*Task details*: Every line of the records below that holds the word "hair" belongs in the answer.

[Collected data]
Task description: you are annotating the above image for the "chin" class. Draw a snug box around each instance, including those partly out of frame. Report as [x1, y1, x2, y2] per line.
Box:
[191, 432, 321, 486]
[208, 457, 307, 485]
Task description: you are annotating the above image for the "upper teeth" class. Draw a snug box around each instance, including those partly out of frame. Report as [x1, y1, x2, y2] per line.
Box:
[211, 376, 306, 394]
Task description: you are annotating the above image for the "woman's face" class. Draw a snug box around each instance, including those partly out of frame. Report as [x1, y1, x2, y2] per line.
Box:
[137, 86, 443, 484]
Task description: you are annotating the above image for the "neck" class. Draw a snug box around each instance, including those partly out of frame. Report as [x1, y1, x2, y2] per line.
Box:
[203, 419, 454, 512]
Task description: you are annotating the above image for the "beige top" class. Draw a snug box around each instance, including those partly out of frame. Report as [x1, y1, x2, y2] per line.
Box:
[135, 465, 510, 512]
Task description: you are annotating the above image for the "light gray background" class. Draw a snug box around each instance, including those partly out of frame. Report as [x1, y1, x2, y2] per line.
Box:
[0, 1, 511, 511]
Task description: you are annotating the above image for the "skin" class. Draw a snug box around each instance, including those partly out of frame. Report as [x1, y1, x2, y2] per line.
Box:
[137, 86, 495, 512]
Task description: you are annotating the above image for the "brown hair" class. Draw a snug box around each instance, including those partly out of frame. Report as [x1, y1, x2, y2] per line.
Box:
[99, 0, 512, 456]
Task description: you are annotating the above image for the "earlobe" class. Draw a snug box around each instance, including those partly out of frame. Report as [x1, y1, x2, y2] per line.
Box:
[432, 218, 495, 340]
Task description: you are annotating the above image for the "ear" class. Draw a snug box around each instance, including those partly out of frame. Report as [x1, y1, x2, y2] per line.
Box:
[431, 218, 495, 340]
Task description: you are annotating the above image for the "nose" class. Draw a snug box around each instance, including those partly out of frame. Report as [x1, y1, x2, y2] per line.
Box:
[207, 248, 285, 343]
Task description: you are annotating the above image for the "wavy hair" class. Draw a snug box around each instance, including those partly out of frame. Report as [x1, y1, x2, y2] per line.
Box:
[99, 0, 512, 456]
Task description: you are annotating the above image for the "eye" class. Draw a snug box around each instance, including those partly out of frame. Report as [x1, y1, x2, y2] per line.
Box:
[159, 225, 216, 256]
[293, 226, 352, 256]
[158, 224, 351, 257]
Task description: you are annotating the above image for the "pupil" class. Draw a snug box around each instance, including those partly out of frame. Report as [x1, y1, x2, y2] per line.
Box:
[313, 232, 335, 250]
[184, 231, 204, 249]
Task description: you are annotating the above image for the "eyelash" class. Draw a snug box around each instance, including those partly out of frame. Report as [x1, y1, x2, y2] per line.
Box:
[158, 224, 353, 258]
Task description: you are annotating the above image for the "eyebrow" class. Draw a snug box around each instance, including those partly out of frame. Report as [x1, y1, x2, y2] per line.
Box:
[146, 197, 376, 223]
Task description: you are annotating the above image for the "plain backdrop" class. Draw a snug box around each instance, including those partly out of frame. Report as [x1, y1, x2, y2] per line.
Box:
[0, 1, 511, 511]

*Solution*:
Task description: you are annotating the above image for the "brown hair" class. Draw a snug box around each instance, including those partly out of frame. Report as [x1, y1, x2, y2] per line.
Task description: you are annotating the above image for the "wavy hair" class. Draw a snug box around each instance, including those partly out of frame. Report as [x1, y1, x2, y2] per line.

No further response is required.